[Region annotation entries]

* * * * * * *

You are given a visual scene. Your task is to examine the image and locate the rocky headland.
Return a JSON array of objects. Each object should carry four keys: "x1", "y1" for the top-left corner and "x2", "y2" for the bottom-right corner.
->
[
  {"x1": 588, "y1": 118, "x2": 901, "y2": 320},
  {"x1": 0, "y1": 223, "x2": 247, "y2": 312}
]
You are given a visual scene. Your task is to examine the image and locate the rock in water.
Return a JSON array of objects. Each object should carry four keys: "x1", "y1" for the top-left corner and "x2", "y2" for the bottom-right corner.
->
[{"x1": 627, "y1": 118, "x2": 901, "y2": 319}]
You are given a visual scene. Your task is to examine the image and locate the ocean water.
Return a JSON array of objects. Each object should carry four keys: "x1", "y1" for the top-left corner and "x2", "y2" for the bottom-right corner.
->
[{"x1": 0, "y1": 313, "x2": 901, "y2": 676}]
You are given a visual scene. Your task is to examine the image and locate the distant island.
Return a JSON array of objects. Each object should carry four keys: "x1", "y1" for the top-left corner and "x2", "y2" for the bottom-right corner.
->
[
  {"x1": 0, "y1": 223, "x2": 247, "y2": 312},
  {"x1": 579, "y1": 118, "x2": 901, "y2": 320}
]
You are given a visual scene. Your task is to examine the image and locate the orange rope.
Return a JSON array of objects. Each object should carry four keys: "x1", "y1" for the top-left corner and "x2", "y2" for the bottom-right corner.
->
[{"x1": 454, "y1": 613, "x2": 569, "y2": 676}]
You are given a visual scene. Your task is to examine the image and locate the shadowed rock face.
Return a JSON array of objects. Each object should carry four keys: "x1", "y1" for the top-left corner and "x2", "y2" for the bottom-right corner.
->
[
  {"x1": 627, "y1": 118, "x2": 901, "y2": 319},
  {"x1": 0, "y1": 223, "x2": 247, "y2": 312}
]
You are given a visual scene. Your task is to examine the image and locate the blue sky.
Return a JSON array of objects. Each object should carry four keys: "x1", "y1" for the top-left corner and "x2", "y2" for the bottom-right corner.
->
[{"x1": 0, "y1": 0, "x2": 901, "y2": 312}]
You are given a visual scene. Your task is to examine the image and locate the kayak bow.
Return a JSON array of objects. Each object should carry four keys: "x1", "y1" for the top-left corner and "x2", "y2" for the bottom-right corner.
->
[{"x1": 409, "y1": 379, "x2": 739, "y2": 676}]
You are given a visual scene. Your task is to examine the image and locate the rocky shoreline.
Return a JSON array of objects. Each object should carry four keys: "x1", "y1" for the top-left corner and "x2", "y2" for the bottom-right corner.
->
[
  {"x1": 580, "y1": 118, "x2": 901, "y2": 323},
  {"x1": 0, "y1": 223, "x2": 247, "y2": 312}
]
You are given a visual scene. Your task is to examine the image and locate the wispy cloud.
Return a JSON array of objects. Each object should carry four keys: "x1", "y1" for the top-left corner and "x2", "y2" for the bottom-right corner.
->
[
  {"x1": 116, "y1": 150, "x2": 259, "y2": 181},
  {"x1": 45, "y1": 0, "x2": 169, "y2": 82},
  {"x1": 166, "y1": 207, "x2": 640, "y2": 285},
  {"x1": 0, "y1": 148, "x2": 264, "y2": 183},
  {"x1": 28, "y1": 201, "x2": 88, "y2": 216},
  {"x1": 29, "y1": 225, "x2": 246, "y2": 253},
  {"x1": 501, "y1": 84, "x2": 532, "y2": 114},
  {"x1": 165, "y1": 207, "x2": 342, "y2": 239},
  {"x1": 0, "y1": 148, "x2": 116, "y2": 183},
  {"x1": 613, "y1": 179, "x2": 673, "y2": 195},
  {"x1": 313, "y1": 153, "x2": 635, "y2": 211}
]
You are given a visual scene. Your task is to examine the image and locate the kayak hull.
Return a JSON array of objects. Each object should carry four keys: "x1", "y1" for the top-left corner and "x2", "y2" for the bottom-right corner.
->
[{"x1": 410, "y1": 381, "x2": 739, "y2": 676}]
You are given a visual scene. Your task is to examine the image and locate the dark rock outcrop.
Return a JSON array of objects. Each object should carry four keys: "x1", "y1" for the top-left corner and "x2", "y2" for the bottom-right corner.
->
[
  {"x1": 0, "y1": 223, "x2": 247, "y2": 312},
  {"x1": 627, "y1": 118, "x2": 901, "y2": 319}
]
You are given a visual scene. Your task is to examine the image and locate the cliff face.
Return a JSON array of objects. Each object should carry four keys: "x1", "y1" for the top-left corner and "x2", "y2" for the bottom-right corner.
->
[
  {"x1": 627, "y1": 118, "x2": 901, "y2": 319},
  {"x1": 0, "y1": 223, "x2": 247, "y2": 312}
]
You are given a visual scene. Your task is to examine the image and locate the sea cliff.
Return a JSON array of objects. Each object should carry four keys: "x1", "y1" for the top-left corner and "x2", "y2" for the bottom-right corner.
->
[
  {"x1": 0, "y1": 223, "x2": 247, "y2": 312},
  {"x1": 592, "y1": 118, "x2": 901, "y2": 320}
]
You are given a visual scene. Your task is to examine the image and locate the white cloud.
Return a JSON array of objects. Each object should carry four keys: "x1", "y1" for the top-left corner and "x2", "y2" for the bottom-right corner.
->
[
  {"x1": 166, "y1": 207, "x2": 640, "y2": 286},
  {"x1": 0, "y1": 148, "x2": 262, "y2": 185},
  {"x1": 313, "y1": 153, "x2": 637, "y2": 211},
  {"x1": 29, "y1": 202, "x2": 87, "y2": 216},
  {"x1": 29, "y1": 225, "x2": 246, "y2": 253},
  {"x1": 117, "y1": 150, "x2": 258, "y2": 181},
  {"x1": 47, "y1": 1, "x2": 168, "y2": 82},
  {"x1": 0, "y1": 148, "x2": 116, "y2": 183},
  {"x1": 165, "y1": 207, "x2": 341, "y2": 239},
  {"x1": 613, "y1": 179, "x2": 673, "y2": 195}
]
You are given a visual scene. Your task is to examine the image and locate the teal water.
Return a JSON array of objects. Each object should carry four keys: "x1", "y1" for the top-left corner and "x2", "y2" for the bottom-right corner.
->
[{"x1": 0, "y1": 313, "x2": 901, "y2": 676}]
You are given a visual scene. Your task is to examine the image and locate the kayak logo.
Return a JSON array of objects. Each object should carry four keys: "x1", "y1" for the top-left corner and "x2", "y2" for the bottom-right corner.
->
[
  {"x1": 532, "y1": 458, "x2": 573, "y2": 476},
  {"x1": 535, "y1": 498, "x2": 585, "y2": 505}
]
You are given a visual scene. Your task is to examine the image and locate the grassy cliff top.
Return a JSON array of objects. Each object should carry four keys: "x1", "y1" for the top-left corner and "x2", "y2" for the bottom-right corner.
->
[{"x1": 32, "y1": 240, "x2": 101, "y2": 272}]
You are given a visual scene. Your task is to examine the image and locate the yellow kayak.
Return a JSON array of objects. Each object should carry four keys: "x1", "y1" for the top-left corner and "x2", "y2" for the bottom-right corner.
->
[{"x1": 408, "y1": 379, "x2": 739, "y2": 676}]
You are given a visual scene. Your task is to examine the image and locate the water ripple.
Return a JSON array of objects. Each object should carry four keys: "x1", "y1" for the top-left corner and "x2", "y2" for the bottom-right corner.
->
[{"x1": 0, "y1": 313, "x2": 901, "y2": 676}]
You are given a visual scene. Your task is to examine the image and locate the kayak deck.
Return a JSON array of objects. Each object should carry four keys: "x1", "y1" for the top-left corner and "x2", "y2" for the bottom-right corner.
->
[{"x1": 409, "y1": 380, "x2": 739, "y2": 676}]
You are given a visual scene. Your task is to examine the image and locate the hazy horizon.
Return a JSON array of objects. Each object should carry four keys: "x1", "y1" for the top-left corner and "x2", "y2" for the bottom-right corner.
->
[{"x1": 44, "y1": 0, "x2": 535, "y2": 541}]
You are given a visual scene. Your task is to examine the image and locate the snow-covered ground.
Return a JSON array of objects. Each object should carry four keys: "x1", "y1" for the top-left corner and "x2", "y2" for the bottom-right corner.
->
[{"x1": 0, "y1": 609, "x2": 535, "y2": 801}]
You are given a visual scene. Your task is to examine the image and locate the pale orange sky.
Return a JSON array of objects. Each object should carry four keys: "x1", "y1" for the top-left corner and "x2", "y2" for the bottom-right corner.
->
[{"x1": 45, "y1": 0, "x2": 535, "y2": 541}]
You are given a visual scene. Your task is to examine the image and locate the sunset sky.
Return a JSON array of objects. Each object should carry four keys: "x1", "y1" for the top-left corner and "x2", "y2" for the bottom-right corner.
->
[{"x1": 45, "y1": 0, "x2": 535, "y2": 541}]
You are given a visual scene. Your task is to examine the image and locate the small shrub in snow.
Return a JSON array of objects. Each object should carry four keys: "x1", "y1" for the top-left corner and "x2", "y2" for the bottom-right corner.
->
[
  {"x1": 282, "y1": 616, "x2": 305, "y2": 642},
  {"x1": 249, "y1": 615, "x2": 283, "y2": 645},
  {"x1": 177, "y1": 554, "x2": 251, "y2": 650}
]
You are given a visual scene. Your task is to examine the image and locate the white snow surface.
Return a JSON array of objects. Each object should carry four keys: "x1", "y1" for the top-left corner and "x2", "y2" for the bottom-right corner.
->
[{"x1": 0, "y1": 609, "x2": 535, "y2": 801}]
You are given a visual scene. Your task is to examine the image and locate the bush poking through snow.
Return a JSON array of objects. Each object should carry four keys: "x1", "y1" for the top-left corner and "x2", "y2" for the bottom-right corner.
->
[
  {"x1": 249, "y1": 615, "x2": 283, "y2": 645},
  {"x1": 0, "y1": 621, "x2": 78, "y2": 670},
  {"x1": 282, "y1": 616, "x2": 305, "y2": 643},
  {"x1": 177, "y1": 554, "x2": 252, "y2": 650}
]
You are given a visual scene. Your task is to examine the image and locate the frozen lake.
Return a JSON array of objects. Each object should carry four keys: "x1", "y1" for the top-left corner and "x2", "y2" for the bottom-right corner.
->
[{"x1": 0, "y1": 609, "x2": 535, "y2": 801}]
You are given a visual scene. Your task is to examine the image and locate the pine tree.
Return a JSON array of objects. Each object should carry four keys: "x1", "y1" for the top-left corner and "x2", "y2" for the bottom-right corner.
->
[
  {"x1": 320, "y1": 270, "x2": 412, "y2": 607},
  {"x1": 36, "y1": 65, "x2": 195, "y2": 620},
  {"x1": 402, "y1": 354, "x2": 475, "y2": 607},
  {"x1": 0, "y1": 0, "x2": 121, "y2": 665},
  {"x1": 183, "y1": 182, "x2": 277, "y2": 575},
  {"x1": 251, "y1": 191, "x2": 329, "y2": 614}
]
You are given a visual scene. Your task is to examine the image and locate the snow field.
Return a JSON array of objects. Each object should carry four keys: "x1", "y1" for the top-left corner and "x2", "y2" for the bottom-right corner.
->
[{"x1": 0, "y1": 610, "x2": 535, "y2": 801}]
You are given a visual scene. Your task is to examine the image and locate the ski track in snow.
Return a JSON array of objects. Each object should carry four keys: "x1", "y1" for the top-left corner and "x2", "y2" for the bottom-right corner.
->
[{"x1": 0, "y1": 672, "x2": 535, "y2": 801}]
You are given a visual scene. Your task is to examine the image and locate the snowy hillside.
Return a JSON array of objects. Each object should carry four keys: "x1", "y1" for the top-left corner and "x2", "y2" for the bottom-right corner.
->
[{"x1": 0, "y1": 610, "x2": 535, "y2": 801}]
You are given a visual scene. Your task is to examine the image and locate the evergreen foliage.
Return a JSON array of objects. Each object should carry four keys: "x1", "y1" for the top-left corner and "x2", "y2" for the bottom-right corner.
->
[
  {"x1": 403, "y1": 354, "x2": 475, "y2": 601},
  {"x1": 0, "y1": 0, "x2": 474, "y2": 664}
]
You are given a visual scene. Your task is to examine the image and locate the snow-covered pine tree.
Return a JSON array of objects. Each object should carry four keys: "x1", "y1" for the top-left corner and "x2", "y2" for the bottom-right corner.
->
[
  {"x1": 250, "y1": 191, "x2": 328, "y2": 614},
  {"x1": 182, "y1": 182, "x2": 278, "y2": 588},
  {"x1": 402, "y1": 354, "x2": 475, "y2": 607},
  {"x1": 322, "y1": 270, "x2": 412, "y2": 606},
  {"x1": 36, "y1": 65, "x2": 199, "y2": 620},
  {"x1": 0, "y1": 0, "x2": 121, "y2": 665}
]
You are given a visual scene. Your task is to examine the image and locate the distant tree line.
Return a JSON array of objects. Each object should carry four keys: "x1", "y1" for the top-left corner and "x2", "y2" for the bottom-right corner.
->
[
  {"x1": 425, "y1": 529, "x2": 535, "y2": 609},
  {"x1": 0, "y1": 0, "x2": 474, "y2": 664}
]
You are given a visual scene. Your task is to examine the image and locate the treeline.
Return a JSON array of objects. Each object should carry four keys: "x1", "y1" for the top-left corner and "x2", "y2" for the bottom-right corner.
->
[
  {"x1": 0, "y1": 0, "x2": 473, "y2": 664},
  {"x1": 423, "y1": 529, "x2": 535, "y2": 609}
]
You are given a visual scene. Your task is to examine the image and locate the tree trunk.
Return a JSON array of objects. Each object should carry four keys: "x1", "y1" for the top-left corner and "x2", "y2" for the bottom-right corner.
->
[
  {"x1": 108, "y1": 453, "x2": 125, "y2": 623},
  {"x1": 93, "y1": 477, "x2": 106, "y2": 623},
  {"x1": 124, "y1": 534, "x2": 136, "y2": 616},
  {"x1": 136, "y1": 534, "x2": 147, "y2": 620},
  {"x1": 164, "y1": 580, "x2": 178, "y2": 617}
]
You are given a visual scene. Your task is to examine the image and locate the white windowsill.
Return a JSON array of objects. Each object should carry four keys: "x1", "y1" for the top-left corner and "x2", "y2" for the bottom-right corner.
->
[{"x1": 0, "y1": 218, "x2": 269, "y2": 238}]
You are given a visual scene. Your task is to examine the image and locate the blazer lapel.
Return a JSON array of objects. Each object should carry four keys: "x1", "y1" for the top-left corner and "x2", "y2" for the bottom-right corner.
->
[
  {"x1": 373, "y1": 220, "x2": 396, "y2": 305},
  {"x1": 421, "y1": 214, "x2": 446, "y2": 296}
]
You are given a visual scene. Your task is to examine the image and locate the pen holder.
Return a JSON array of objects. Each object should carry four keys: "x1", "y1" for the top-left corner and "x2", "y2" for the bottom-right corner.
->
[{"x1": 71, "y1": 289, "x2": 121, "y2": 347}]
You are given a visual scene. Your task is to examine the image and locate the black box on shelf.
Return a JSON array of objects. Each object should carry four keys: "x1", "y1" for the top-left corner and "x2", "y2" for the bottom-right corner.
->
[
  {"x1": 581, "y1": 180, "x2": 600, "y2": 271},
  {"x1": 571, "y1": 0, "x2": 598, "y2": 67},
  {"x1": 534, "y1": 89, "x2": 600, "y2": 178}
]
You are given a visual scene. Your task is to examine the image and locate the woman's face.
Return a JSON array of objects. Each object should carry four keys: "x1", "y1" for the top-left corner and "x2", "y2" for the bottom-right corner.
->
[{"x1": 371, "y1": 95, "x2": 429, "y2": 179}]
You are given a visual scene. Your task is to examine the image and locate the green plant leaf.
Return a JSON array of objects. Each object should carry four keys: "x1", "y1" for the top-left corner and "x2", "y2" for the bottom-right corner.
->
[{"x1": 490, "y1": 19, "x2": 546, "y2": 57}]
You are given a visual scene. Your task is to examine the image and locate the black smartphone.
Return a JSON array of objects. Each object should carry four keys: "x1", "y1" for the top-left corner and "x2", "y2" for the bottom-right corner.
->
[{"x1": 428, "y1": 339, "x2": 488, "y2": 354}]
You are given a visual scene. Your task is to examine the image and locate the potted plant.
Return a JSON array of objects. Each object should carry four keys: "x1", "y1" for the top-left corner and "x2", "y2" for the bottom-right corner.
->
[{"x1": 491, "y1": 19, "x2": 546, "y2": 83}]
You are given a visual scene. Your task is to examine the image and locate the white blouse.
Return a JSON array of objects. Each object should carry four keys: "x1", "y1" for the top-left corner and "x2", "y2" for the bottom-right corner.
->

* * * * * * *

Request: Find every line in the entries above that contains the word "white", matching case exactly, and copy each of those lines.

Solution to the problem:
You are given a visual scene. Your task is to examine the image and locate the white cloud.
You are given a visual scene. Your task is to examine the image and locate the white snow surface.
You are given a visual scene. Your task is to examine the image and locate the white windowsill.
You are given a visual scene. Your task is to examine the image and locate the white blouse.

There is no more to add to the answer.